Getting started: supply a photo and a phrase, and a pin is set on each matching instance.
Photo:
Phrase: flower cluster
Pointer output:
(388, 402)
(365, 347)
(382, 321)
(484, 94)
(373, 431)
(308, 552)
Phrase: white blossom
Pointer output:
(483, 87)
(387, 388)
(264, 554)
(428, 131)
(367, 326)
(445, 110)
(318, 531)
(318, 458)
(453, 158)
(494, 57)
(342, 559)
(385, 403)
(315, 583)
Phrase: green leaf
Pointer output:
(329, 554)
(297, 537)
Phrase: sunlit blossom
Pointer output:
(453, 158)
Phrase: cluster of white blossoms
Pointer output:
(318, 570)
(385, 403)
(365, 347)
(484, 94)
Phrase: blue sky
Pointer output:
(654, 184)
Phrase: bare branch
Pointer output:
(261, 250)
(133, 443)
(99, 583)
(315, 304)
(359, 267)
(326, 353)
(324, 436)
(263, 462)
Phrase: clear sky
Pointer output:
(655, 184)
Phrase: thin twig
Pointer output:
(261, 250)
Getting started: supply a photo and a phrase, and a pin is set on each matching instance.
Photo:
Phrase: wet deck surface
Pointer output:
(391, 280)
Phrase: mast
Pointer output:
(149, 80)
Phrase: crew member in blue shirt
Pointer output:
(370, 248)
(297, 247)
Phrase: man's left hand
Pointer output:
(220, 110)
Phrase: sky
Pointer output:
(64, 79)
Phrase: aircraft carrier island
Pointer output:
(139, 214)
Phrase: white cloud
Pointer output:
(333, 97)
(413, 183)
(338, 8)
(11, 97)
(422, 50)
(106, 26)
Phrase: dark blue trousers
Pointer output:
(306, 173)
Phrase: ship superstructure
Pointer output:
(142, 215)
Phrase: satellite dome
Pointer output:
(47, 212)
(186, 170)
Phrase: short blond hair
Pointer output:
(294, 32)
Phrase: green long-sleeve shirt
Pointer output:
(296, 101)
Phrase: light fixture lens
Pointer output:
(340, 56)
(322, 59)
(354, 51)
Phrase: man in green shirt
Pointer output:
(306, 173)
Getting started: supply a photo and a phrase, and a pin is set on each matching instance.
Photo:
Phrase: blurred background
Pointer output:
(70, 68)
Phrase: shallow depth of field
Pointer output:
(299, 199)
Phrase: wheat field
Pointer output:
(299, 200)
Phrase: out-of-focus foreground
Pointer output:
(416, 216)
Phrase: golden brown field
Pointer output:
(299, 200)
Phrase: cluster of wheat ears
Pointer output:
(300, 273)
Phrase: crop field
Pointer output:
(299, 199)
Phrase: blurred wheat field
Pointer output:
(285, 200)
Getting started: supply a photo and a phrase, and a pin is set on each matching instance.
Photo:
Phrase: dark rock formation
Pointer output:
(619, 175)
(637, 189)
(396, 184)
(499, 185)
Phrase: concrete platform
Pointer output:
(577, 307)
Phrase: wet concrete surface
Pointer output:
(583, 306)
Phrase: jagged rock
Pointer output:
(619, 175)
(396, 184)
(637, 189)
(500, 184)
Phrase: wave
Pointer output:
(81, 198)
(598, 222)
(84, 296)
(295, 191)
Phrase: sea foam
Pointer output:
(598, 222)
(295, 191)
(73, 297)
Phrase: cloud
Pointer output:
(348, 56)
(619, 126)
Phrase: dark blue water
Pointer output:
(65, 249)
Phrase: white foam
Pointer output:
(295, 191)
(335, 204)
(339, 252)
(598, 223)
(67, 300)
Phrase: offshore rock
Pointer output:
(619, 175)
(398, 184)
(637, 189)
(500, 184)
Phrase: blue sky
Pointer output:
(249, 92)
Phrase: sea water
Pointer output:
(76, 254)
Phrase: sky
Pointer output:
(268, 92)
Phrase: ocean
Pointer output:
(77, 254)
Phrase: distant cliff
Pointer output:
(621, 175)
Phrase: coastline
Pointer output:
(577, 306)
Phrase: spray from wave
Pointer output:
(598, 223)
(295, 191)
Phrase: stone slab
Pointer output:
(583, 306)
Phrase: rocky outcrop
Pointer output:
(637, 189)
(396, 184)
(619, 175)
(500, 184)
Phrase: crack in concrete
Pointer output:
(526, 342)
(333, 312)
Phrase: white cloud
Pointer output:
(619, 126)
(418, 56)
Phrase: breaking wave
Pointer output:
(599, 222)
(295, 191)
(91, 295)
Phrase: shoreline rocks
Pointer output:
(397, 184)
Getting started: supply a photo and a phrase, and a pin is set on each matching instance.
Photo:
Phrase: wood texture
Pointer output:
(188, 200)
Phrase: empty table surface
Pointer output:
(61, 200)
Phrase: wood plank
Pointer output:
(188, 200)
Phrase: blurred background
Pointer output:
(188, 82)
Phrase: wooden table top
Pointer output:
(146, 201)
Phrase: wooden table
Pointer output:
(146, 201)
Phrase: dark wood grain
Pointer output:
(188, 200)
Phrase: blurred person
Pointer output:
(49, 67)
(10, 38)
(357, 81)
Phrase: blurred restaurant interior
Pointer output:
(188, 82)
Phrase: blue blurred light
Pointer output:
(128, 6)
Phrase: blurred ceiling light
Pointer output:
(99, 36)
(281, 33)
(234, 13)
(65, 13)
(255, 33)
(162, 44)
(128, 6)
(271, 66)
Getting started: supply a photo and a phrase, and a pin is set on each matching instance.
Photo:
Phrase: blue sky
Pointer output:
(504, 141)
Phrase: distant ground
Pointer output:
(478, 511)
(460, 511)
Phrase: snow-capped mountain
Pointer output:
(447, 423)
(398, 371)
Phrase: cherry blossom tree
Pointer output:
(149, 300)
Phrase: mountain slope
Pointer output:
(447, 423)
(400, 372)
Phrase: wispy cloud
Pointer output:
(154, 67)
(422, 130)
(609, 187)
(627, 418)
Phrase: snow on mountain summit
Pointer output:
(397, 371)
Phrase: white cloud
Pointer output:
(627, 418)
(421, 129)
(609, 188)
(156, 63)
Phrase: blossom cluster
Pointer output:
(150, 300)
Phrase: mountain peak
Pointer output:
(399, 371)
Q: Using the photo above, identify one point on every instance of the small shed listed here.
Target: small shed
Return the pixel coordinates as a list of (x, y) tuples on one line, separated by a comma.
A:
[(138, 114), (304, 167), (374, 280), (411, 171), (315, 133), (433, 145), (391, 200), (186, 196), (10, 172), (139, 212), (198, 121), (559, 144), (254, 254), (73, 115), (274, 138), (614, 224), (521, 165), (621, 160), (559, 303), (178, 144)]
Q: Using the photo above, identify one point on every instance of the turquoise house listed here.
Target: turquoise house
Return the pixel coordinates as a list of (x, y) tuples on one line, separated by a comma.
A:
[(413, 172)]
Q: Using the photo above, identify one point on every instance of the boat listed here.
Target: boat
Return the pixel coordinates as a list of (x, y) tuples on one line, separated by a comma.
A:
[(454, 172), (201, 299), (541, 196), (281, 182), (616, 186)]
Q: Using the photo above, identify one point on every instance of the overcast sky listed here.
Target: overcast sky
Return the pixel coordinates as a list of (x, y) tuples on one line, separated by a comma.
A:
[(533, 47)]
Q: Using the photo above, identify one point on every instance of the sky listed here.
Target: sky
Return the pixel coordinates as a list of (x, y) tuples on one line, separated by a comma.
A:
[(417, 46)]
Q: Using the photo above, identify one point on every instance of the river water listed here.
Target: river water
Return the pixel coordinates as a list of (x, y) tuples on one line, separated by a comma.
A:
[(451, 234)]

**********

THE PROBLEM: Write out all of the lines above exactly as they appear, copying every one from start to finish with no changes.

WRITTEN RESPONSE:
Getting started: supply a photo and a phrase, and a pin is set on each matching instance.
Photo:
Phrase: flower cluster
Pointer output:
(388, 402)
(365, 347)
(382, 321)
(484, 94)
(373, 431)
(308, 552)
Phrase: white blossom
Pointer output:
(483, 87)
(387, 388)
(264, 554)
(428, 131)
(367, 326)
(445, 110)
(318, 531)
(318, 458)
(453, 158)
(494, 57)
(342, 559)
(385, 403)
(315, 583)
Phrase: green leaf
Pointer output:
(329, 554)
(297, 537)
Phrase: sunlit blossom
Pointer output:
(453, 158)
Phrase: cluster of white blossoms
Pointer output:
(318, 570)
(385, 403)
(365, 347)
(484, 94)
Phrase: blue sky
Pointer output:
(654, 184)
Phrase: bare branch
Pointer output:
(261, 250)
(133, 443)
(99, 583)
(315, 304)
(359, 267)
(326, 353)
(324, 436)
(263, 462)
Phrase: clear sky
Pointer output:
(655, 184)
Phrase: thin twig
Pointer output:
(261, 250)
Getting started: supply a photo and a phrase, and a pin is set on each matching instance.
Photo:
Phrase: wet deck surface
Pointer output:
(391, 280)
Phrase: mast
Pointer output:
(149, 80)
Phrase: crew member in blue shirt
Pointer output:
(370, 248)
(297, 247)
Phrase: man's left hand
Pointer output:
(220, 110)
Phrase: sky
Pointer output:
(64, 79)
Phrase: aircraft carrier island
Pointer output:
(139, 214)
Phrase: white cloud
Pointer output:
(333, 97)
(413, 183)
(338, 8)
(11, 97)
(422, 50)
(106, 26)
Phrase: dark blue trousers
Pointer output:
(306, 173)
Phrase: ship superstructure
Pointer output:
(142, 215)
Phrase: satellite dome
Pointer output:
(47, 212)
(186, 170)
Phrase: short blond hair
Pointer output:
(294, 32)
Phrase: green long-sleeve shirt
Pointer output:
(296, 101)
Phrase: light fixture lens
Pointer output:
(340, 56)
(322, 59)
(354, 51)
Phrase: man in green shirt
Pointer output:
(306, 173)
Getting started: supply a photo and a phrase, and a pin is set on each matching instance.
Photo:
Phrase: blurred background
Pointer output:
(70, 68)
Phrase: shallow depth of field
Pointer output:
(299, 199)
Phrase: wheat field
Pointer output:
(299, 200)
Phrase: out-of-focus foreground
Pointer output:
(416, 216)
Phrase: golden brown field
Pointer output:
(299, 200)
Phrase: cluster of wheat ears
Pointer output:
(300, 273)
Phrase: crop field
Pointer output:
(299, 199)
Phrase: blurred wheat field
Pointer output:
(285, 200)
Getting started: supply a photo and a phrase, and a pin is set on each matching instance.
Photo:
Phrase: dark rock formation
Pointer output:
(619, 175)
(637, 189)
(396, 184)
(499, 185)
Phrase: concrete platform
Pointer output:
(577, 307)
Phrase: wet concrete surface
Pointer output:
(583, 306)
Phrase: jagged rock
Pointer output:
(619, 175)
(396, 184)
(637, 189)
(500, 184)
Phrase: wave
Pointer output:
(81, 198)
(598, 222)
(84, 296)
(295, 191)
Phrase: sea foam
Pointer output:
(598, 222)
(295, 191)
(73, 297)
Phrase: cloud
Pointer output:
(348, 56)
(619, 126)
Phrase: dark blue water
Pointer output:
(65, 249)
Phrase: white foam
Pointer output:
(295, 191)
(335, 204)
(339, 252)
(598, 223)
(67, 300)
Phrase: offshore rock
Pointer output:
(619, 175)
(398, 184)
(637, 189)
(500, 184)
Phrase: blue sky
Pointer output:
(249, 92)
Phrase: sea water
Pointer output:
(76, 254)
Phrase: sky
Pointer output:
(268, 92)
Phrase: ocean
Pointer output:
(77, 254)
Phrase: distant cliff
Pointer output:
(621, 175)
Phrase: coastline
Pointer output:
(577, 306)
Phrase: spray from wave
Pointer output:
(598, 223)
(295, 191)
Phrase: stone slab
Pointer output:
(583, 306)
Phrase: rocky outcrop
Pointer output:
(637, 189)
(396, 184)
(619, 175)
(500, 184)
Phrase: crack in concrete
Pointer output:
(526, 342)
(333, 312)
Phrase: white cloud
Pointer output:
(619, 126)
(418, 56)
Phrase: breaking wave
Pointer output:
(599, 222)
(295, 191)
(91, 295)
Phrase: shoreline rocks
Pointer output:
(397, 184)
Getting started: supply a photo and a phrase, and a pin is set on each matching instance.
Photo:
Phrase: wood texture
Pointer output:
(188, 200)
Phrase: empty table surface
Pointer output:
(61, 200)
Phrase: wood plank
Pointer output:
(188, 200)
Phrase: blurred background
Pointer output:
(188, 82)
Phrase: wooden table top
Pointer output:
(146, 201)
Phrase: wooden table
Pointer output:
(146, 201)
Phrase: dark wood grain
Pointer output:
(188, 200)
Phrase: blurred person
Pointer output:
(49, 67)
(10, 38)
(357, 81)
Phrase: blurred restaurant interior
Pointer output:
(188, 82)
Phrase: blue blurred light
Pointer output:
(128, 6)
Phrase: blurred ceiling light
Pointer output:
(99, 36)
(281, 33)
(234, 13)
(65, 13)
(255, 33)
(162, 44)
(128, 6)
(271, 66)
Getting started: supply a photo and a phrase, and a pin is set on each matching instance.
Photo:
Phrase: blue sky
Pointer output:
(504, 141)
Phrase: distant ground
Pointer output:
(478, 511)
(460, 511)
Phrase: snow-capped mountain
Pointer output:
(447, 423)
(398, 371)
Phrase: cherry blossom tree
Pointer output:
(149, 300)
Phrase: mountain slope
Pointer output:
(447, 423)
(400, 372)
Phrase: wispy cloud
Pointer output:
(154, 67)
(422, 130)
(609, 187)
(627, 418)
Phrase: snow on mountain summit
Pointer output:
(397, 371)
Phrase: white cloud
Pointer output:
(627, 418)
(421, 129)
(609, 188)
(156, 63)
Phrase: blossom cluster
Pointer output:
(150, 300)
Phrase: mountain peak
Pointer output:
(399, 371)
Q: Using the photo above, identify one point on every instance of the small shed listed here.
Target: small shed
Return the pixel coordinates as a list of (x, y) tuples on one line, separated by a comma.
A:
[(138, 114), (304, 167), (374, 280), (411, 171), (315, 133), (433, 145), (391, 200), (186, 196), (10, 172), (139, 212), (198, 121), (559, 144), (254, 254), (73, 115), (274, 138), (614, 224), (521, 165), (621, 160), (559, 303), (178, 144)]
Q: Using the photo above, identify one point on every instance of the turquoise house listed here.
Target: turquoise house
Return the pixel coordinates as a list of (x, y) tuples on one line, separated by a comma.
A:
[(413, 172)]
Q: Using the photo above, identify one point on every instance of the boat listed here.
Target: boat
Return the pixel coordinates as a list of (x, y) tuples on one line, separated by a comma.
A:
[(454, 172), (201, 299), (541, 196), (281, 182), (616, 186)]
Q: Using the photo above, identify one point on every instance of the overcast sky listed here.
Target: overcast sky
Return the pixel coordinates as a list of (x, y) tuples on one line, separated by a comma.
A:
[(533, 47)]
Q: Using the photo above, identify one point on every instance of the sky listed here.
Target: sky
Return the pixel coordinates as a list of (x, y) tuples on one line, separated by a comma.
A:
[(417, 46)]
Q: Using the photo above, identify one point on every instance of the river water listed here.
Target: river water
Return the pixel coordinates as a list of (x, y) tuples on one line, separated by a comma.
A:
[(451, 234)]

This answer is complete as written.